Action item: In the entries below, find the lines with the word "fretboard" and copy them.

= = = = = = =

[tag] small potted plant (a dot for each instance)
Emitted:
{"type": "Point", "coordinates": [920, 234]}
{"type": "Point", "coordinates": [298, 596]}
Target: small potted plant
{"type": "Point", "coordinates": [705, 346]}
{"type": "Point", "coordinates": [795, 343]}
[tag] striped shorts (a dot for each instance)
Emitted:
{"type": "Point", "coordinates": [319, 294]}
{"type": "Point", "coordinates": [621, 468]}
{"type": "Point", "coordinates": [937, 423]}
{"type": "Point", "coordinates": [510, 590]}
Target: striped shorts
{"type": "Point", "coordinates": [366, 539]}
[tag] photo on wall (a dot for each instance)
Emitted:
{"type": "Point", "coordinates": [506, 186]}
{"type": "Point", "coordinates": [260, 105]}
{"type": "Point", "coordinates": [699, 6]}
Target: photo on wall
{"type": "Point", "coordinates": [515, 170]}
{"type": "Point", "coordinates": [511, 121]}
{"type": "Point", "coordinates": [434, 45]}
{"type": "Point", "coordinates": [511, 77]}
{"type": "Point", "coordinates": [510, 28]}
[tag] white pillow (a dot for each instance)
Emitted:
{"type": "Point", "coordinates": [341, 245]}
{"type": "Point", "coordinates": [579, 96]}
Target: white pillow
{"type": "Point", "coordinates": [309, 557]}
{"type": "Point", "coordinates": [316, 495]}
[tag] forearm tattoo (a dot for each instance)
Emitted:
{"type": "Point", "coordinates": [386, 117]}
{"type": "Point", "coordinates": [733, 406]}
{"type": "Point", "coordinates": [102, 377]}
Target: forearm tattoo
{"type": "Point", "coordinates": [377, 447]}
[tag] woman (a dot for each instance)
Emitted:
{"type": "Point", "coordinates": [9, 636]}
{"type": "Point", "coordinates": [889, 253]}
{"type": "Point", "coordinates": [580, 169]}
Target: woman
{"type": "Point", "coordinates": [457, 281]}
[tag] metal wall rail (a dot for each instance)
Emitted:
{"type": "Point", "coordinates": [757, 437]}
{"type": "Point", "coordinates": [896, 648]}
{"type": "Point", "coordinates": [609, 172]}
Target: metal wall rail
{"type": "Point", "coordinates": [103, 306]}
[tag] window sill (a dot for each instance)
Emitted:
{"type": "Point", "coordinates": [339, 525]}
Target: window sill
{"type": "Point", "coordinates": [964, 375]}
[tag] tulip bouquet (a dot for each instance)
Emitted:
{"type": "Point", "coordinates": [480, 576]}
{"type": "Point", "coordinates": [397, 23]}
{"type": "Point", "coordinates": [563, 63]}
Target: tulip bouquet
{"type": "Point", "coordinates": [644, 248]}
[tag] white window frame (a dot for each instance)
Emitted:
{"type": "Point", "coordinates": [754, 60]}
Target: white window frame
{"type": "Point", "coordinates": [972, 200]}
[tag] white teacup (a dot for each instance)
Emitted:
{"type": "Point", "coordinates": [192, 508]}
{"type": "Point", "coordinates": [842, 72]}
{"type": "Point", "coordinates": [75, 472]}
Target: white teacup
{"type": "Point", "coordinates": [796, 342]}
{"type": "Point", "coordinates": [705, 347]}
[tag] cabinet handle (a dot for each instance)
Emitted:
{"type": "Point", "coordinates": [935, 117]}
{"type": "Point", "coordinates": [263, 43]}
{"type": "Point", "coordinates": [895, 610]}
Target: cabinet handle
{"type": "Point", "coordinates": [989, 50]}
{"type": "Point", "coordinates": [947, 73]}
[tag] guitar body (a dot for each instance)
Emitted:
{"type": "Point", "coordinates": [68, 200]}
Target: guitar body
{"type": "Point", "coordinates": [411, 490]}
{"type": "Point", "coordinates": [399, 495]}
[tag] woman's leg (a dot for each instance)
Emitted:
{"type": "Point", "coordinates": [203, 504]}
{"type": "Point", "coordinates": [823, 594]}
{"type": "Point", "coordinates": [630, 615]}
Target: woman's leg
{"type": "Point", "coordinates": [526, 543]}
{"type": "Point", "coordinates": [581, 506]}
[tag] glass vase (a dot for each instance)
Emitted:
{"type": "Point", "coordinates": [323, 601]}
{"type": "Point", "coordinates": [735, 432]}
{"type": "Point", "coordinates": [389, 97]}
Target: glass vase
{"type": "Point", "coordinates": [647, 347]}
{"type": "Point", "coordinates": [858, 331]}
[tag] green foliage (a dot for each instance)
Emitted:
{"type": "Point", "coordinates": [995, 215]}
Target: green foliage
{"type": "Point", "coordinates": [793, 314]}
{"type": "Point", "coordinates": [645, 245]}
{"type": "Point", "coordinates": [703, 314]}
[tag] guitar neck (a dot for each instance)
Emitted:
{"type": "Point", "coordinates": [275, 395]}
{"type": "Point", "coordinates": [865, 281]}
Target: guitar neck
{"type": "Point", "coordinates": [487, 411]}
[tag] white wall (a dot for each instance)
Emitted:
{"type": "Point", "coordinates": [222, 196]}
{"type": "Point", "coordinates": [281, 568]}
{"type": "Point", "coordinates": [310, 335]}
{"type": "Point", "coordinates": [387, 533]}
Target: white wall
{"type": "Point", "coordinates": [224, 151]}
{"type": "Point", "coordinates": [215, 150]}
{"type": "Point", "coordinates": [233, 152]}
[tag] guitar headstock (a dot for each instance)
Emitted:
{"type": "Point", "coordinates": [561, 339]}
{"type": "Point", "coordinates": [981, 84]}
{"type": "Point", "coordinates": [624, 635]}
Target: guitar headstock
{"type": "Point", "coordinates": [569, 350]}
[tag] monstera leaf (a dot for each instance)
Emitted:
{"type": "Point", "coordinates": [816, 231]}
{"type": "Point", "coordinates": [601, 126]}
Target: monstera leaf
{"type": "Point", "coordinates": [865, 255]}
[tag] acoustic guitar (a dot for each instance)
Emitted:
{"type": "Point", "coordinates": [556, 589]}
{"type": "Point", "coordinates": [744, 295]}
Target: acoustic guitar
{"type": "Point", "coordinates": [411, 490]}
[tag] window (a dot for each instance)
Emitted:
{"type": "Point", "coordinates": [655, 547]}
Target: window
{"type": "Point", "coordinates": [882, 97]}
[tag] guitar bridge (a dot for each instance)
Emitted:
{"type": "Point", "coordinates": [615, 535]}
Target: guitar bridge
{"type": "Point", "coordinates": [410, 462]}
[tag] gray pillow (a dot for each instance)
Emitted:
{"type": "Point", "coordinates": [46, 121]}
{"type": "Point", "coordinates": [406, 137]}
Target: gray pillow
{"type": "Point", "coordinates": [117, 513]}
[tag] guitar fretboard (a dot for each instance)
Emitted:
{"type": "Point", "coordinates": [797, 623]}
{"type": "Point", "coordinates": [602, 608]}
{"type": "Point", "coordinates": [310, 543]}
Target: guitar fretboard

= = = = = = =

Task answer:
[tag] guitar fretboard (a dot for each instance)
Target: guitar fretboard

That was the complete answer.